WORK TO BE COMPLETED: Write out the listing below in full and exactly, leaving out every picture.

DATA FOR THIS EXERCISE:
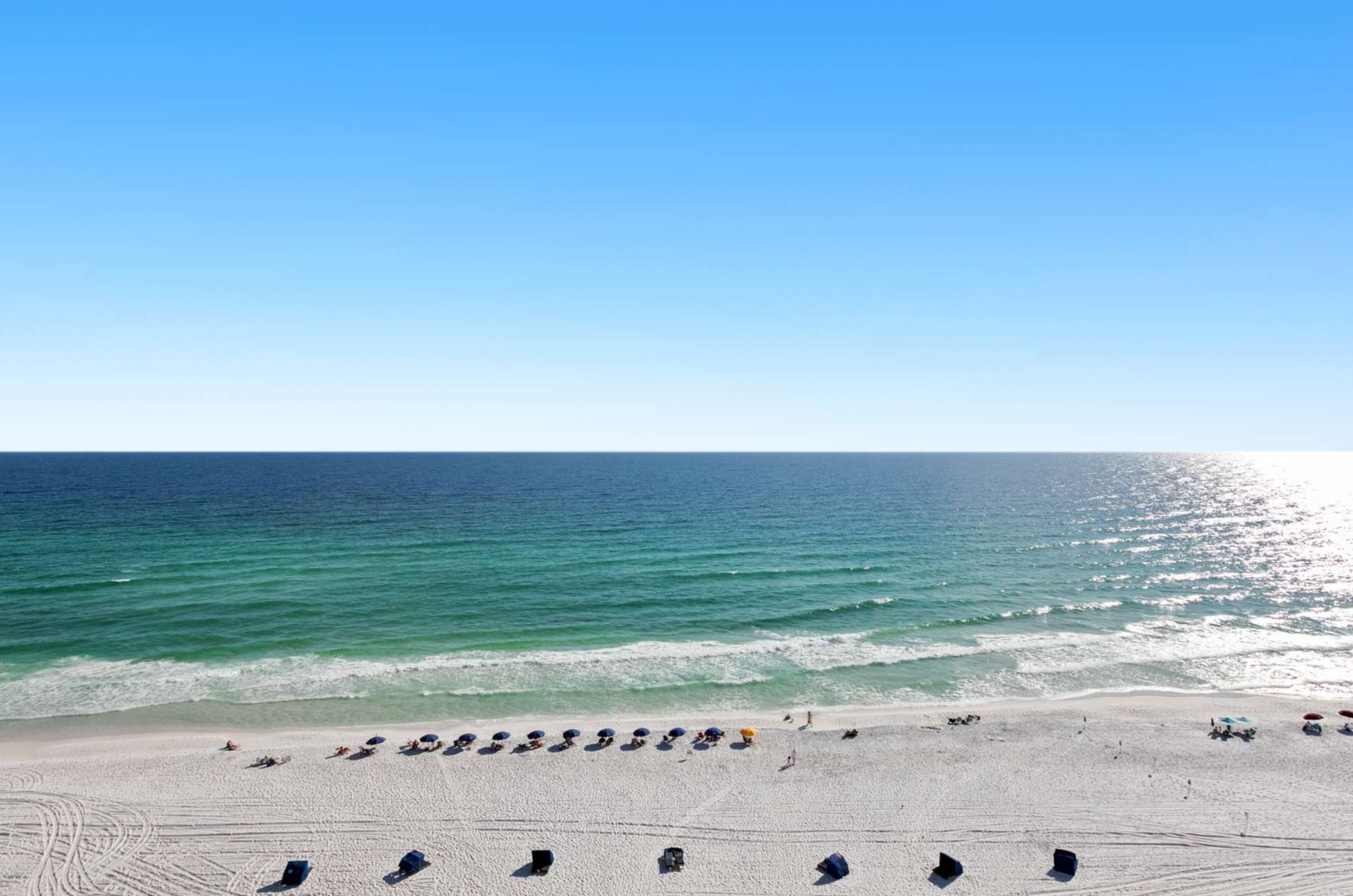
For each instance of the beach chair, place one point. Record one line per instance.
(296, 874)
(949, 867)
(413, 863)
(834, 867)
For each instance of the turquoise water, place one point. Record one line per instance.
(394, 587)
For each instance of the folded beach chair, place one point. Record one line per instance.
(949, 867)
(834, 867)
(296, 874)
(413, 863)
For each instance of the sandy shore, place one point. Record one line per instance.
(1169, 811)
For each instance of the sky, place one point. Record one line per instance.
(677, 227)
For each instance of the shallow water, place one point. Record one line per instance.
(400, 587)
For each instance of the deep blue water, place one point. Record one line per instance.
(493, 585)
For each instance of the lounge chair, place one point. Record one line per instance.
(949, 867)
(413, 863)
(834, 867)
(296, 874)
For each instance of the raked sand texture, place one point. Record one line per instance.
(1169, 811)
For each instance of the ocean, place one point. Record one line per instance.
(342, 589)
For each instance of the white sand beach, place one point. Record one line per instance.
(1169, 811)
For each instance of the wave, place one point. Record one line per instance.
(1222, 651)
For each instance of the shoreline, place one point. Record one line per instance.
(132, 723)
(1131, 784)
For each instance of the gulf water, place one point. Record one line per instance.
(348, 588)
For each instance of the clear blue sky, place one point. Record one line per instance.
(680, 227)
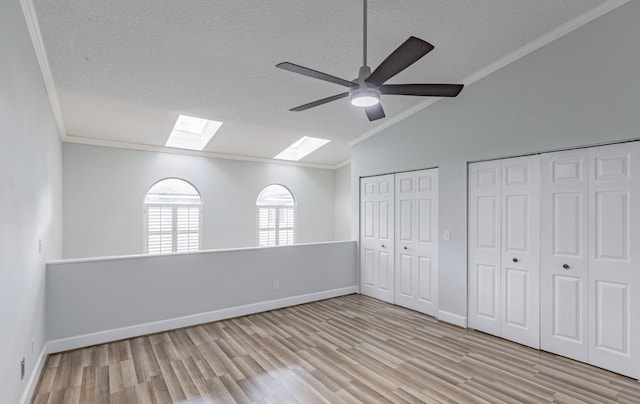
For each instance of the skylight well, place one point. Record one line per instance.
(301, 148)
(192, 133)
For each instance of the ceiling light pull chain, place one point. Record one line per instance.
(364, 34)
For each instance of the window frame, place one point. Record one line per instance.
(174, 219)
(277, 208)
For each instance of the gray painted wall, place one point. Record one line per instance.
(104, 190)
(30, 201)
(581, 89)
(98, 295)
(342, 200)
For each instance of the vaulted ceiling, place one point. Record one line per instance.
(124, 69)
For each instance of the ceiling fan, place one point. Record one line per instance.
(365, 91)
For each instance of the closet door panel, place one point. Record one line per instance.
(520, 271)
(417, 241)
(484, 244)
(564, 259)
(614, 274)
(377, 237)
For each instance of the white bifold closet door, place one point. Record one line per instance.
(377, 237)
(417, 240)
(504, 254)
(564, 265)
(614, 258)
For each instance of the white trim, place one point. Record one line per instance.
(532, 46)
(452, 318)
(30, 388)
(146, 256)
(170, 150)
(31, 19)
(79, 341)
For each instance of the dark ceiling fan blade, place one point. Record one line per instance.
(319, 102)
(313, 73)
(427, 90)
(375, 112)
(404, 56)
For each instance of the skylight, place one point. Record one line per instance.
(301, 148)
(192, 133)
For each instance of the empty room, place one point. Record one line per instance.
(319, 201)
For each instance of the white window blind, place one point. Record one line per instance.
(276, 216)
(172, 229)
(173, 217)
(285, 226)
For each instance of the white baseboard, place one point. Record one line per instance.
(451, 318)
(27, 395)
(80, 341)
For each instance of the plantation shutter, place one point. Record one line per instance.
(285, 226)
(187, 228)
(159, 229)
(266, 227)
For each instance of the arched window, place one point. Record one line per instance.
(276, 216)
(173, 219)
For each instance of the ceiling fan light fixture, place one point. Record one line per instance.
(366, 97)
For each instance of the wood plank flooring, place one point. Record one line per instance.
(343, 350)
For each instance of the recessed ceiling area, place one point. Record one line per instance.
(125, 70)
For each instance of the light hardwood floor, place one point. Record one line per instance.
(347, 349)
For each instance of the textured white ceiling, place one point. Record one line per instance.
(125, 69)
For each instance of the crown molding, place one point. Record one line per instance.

TASK SOLUTION:
For each instance of the beach chair, place one point. Record one line per instance.
(296, 874)
(949, 867)
(413, 863)
(834, 867)
For each instance of the turquoise water, place one point. Record one line per instance.
(394, 587)
For each instance of the folded beach chair, place one point. Record one line per instance.
(949, 867)
(834, 867)
(296, 874)
(413, 863)
For each instance of the sandy shore, place one point. Record one line per instance.
(1169, 811)
For each instance of the sky, place one point. Record one line per instance.
(677, 227)
For each instance of the shallow water, place one point. Record one line per instance.
(400, 587)
For each instance of the deep blue water, place one point. Record one line per instance.
(493, 585)
For each instance of the lounge chair, place one point. Record one line per instance.
(949, 867)
(413, 863)
(834, 867)
(296, 874)
For each instance of the raked sand texture, place one point. Record one line per instance.
(1169, 811)
For each instance of the ocean, place one point. Record one line per instance.
(342, 589)
For each instance of the white sand beach, place one point. Record one line per instance.
(1169, 811)
For each instance of the wave, place one point. Record one line per instance.
(1222, 651)
For each instance of the shoreline, place one point. Record one line per instance.
(132, 723)
(1131, 784)
For each instance of the gulf water, place one point. Record one line per instance.
(348, 588)
For each instance of the clear blue sky, place one point. Record one line per instance.
(680, 227)
For each instance of the skylight well, place one point. Record one line per instance.
(301, 148)
(192, 133)
For each instance of the ceiling light pull chain, place one point. Record one line per instance.
(364, 34)
For each instance of the window frame, place one point. Record one line per instance.
(174, 219)
(277, 208)
For each instance of the gray painted wall, place one point. Record one line per instance.
(104, 190)
(30, 201)
(581, 89)
(98, 295)
(342, 200)
For each instance of the vaulted ceiling, place one point. Record one line per instance.
(124, 69)
For each instance of the ceiling fan, place one point. Record one line per instance.
(365, 91)
For each instance of the closet door panel, place one point. Record one line per instance.
(520, 271)
(417, 241)
(484, 244)
(564, 259)
(614, 274)
(377, 237)
For each instance of the white bifold closet door, place one point. Record one line per instance.
(377, 237)
(417, 240)
(504, 254)
(564, 265)
(614, 258)
For each instance of the white trim, place one point. Record one line per instance.
(532, 46)
(452, 318)
(30, 388)
(146, 256)
(170, 150)
(31, 19)
(79, 341)
For each instance of the dark ceiling fan blade, place one point. Record one line per instance.
(319, 102)
(313, 73)
(427, 90)
(375, 112)
(404, 56)
For each instance of the skylight, place one point. Record one line per instance.
(301, 148)
(192, 133)
For each instance of the empty room, place one point. Record one line per instance.
(319, 201)
For each instance of the white window blind, place one point. Record one line per instance.
(276, 216)
(172, 229)
(173, 217)
(285, 226)
For each instance of the white baseboard, place one point. Record one line per instance.
(451, 318)
(27, 395)
(80, 341)
For each instance of the plantation shutter, place one point. Record one line per instance.
(285, 226)
(187, 228)
(159, 229)
(266, 227)
For each instance of the arched window, place one point. Record one line per instance.
(276, 216)
(173, 219)
For each instance of the ceiling fan light fixture, place one point. Record one line per instance.
(366, 97)
For each instance of the wood plank flooring, place one point. Record one line per instance.
(343, 350)
For each instance of the recessed ceiling area, place one point. Record one line per instance.
(125, 70)
For each instance of the light hardwood floor, place one point. Record one line per instance.
(347, 349)
For each instance of the textured white ceiling, place one point. Record one line per instance.
(125, 69)
For each instance of the crown molding, place one point. Record one line per instance.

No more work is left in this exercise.